▶ Alıntı
● ● ●

Yüce yaratıcı önünde boyun bükmeyi gururlarına yediremedikleri için, geçmişten günümüze ülkede karanlık emelleri olanların önüne boyun büktü her teklife uymak zorunda kaldılar. Engelleri aşma konusunda gerekli sabrı gösteremedikleri azıcık sıkıntı ve meşakkate katlanamadıkları için, her gün karar değiştirdi hem halkı hem dünyayı yanılttılar. Suçlardan aklanma karşılığı her senaryoyu kabullendi, ülkenin en donanımlı kadrolarının eritilmesinde rol aldı onların soykırım hülyalarını gerçekleştirdiler.

Çok sade bir yaşantı ile işe başladıkları düşünülen insanlar, Dünyanın geçici zevk ve lezzetlerine kapıldılar, şeytan ve avenelerinin telkinlerine kanıp yanlış yollara saptılar. Yüksek ahlaki değerlere bağlı kaldıklarında herkesin beğenisini kazanacaklardı onlar, bunu uzun ve çok zahmetli buldular. Dünyanın nefret ettiği zorbalara özendi yetki kullanıp kısa yoldan istediklerine ulaşmaya yöneldiler. Bedelini hem kendileri hem tüm topluma ödetiyorlar.

Kirli ortakların arkasına düşenlerin burnu pislikten kurtulmuyor, onlarla birlikte oldukları her adımdan sonra pişman olacakları işler yapıyor, ama karşılıklı bağımlılıktan dolayı hiçbirinden ayrılmaya cesaret edemiyor. Dinin referanslarını terk ettikten sonra bir gün ırkçılığın arkasına düşüp toplumu kutuplaştırıyor, ertesi gün ulusalcıların emrine uyup ülkenin geleceği için yanıp tutuşan fedakâr masumların kanını içmeye duruyor.  Dinin gereklerini yerine getirerek yükseleceği yerde şer odaklarına göre tavır belirleyerek, suça saplanıyor. Başkalarına yardım duygularını geliştirerek ülkeyi manevi hazlarla donatmak varken, kendi kesesi peşinde koşturmaktan halkın dertlerini göremiyor.

● ● ●

▶ Kayıtlı Bilgiler
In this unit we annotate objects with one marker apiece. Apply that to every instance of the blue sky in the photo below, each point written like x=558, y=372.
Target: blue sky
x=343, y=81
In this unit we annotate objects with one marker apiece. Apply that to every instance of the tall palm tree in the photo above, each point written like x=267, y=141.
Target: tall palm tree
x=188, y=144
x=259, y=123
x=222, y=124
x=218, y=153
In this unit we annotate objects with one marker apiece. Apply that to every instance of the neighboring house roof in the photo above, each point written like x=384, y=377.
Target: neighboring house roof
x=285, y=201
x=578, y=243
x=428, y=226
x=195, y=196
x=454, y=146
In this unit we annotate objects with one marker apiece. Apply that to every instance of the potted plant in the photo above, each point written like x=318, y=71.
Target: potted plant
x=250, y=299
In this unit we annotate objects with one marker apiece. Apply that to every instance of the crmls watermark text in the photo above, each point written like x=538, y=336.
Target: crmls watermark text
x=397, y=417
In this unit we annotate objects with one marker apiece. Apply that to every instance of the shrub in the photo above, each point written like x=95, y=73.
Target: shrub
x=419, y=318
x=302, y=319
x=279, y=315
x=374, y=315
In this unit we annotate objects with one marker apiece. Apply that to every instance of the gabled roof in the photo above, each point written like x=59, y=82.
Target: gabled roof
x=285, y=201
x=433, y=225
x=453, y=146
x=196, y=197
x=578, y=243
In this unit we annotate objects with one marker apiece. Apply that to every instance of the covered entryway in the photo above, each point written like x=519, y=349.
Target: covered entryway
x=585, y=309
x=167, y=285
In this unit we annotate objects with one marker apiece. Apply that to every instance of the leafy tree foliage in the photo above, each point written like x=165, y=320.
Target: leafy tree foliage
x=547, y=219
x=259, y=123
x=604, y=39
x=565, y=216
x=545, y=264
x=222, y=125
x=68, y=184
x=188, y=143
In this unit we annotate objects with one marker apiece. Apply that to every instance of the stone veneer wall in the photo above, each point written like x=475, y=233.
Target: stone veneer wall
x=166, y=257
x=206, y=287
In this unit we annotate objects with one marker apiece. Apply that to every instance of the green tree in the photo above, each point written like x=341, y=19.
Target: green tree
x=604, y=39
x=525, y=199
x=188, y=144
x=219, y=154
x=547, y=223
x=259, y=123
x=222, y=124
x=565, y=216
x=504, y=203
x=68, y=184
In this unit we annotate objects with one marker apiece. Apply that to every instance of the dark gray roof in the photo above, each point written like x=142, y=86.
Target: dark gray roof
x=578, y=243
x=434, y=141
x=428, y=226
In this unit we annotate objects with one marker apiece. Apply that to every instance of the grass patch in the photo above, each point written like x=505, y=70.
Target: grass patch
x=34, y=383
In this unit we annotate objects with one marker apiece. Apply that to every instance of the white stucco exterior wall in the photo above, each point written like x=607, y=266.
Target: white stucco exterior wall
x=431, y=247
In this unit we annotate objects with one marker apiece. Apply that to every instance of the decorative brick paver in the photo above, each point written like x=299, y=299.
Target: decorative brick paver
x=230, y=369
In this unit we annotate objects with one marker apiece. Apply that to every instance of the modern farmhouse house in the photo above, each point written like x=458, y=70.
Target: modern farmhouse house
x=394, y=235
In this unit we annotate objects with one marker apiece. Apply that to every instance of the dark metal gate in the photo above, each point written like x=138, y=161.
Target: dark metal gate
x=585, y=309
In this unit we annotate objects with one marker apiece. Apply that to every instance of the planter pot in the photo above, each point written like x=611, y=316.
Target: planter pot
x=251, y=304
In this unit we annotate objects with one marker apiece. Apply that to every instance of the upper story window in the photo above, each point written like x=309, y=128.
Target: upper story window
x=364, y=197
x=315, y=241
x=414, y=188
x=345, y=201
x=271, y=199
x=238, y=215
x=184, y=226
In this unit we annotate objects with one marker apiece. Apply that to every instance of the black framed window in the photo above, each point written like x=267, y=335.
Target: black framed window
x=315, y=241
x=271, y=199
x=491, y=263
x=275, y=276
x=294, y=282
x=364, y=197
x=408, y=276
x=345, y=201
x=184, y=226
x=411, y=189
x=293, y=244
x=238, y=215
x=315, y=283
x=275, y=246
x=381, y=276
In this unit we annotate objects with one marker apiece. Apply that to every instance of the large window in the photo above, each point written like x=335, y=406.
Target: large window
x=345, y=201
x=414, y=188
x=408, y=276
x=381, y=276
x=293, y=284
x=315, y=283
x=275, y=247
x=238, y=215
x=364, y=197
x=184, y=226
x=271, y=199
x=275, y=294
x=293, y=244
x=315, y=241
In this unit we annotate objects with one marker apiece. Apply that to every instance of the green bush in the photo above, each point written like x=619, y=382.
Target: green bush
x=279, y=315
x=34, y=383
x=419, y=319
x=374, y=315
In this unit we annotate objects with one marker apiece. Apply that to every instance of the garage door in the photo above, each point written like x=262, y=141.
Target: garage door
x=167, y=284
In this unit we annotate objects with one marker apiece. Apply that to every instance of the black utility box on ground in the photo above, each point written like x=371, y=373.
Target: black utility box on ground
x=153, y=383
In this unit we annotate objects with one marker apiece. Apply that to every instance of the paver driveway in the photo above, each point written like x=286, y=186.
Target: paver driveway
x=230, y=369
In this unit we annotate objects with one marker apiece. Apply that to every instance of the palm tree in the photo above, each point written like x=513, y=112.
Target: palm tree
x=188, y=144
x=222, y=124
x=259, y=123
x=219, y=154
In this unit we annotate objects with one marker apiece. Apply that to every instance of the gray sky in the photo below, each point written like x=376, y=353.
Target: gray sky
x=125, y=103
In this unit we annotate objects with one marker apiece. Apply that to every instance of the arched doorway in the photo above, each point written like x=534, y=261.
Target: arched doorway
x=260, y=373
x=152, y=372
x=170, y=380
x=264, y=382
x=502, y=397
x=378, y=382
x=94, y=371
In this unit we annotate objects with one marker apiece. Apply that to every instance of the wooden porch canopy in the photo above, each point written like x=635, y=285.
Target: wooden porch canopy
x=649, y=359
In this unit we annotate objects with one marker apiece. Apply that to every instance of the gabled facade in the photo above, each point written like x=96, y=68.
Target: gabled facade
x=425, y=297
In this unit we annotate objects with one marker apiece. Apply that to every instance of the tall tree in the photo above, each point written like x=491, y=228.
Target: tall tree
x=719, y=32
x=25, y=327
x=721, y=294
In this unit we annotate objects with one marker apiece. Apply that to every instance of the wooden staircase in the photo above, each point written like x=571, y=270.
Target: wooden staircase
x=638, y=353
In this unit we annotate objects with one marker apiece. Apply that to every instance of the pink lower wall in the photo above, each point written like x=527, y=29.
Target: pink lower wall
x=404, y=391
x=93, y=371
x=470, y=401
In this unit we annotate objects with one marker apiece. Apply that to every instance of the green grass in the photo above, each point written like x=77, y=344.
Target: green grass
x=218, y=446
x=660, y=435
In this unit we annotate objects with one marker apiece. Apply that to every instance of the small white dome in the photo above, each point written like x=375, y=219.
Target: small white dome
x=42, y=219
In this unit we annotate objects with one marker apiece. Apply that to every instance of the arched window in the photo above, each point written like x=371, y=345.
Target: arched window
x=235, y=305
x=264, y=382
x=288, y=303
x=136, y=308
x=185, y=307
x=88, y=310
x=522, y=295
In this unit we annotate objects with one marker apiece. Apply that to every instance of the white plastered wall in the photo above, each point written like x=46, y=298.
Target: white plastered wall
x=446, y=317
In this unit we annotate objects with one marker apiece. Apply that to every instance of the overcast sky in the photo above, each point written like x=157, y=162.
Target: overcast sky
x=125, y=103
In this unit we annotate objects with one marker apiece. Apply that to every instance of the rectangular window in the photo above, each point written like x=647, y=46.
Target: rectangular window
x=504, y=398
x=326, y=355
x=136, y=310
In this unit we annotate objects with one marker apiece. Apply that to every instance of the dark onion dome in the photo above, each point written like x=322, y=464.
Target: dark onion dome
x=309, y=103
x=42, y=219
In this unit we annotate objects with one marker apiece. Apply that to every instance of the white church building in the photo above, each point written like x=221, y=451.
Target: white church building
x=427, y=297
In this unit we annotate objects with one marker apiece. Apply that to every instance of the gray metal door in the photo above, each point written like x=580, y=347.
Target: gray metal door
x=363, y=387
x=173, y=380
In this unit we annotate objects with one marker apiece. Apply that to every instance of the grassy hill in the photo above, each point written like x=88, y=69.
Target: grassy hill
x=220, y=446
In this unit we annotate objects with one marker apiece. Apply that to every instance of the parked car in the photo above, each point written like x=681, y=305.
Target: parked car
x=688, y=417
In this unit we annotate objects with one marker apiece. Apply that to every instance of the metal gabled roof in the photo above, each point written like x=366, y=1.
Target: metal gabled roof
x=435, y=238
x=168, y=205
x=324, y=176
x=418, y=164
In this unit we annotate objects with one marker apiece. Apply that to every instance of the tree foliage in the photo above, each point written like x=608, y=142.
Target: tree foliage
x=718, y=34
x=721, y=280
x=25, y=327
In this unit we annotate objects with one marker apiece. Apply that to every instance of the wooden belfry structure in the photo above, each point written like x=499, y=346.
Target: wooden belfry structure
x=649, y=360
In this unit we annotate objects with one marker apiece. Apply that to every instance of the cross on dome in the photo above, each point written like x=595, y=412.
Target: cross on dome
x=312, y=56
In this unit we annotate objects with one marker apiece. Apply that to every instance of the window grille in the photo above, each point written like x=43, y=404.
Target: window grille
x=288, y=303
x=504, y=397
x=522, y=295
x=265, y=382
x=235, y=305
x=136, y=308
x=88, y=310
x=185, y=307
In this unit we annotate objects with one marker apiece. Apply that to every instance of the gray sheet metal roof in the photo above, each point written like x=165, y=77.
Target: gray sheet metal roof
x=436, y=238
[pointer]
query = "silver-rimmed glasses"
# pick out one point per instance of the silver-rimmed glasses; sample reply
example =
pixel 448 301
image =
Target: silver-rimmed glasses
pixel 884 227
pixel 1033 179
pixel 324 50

● ● ●

▶ Görev Talimatı
Ahlaki değerlerden sapanları eleştiren alıntıyı, son cümlesinden sonra aynı üslupla sürdürün.

▶ Yanıt
Hakkın takdirinin değişmeyeceğini görmezden gelip kirli ortaklardan medet bekliyor. Yumuşak döşekte lüks ve şatafat içinde bir hayatı tercih ediyor, herkes gibi bir gün ilahi huzura çağrılacağını orada yaptıklarının hepsinin hesabını vereceğini kazanç diye üstüne geçirdiklerinin kayıp olarak karşısına çıkacağını göremiyor. Zulümle ülkede terör estiren en aşağılık kesimlere şirin görünmekle mukadderatını değiştireceğini hem burada hem ötede hüsranla sonuçlanacak bir tabloyu geciktireceğini düşünüyor. Yanlışa meyletmeyenleri dünyayı yeterince tanımamakla, onur kırıcı davranıştan uzak kalanları enayilikle, zorbalar karşısında davranış değiştirmeyenleri akılsızlıkla, kısa yoldan köşe dönme hesabı yapmayanları saflıkla suçluyor.

Son günlerde dindarlığıyla övünenlerin, bu gücü kaybetmemek için kirli ortaklarının önlerine koyduğu en karanlık işleri desteklediği, onların suçlarını saklamak için kılıktan kılığa girerken, masum insanlara cezalar yağdırdığı ortaya çıktı. Ortaklık bozulursa sorgulanmaktan korkanlar, hukuk sistemini kullanarak suçlarını örtme kararı aldılar, mahkemeler suç dosyalarının için boşaltıp aklarken, Osman Kavala, Selahaddin Demirtaş gibi rejim tutsaklarına ceza yağdırıp muhalefeti yıldırmayı planladılar.

Dünya saltanatının şaşasına kendini kaptıranlar yetkiyi devretmemek için yeni kirli oyun peşindeler, Allah’a güvenecekleri yerde güce ve paraya güvendikleri için onu elde edince her işi yapacaklarını sanıyorlar. Bu kadar suça bulaşmış bir kadro bu imkanları bırakıp sıradan bir hayata razı olması imkânsız gibi. Ülke devasa sorunlarla boğuşsa bile onlar, koltuğu bırakmamak için her yolu deneyeceği anlaşılıyor.

Şimdilerde geçici bir süre yönetmek üzere alınan yetkiyi kalıcı hale getirme planı peşindeler. Ortakları atadan oğula aktarılacak bir saltanat rejimi hayaliyle avutuyorlar. Parti kuruluşunda birlikte olduğu arkadaşlarını birer birer sırtından attırdılar. Son seçimde birinci parti çıkan CHP’yi de eritip ortaklığa katarlarsa tüm siyasileri yanlarına alıp ülkeyi kirli ortaklarla keyfîlerine göre yönetecekleri bir düzen kurguluyorlar.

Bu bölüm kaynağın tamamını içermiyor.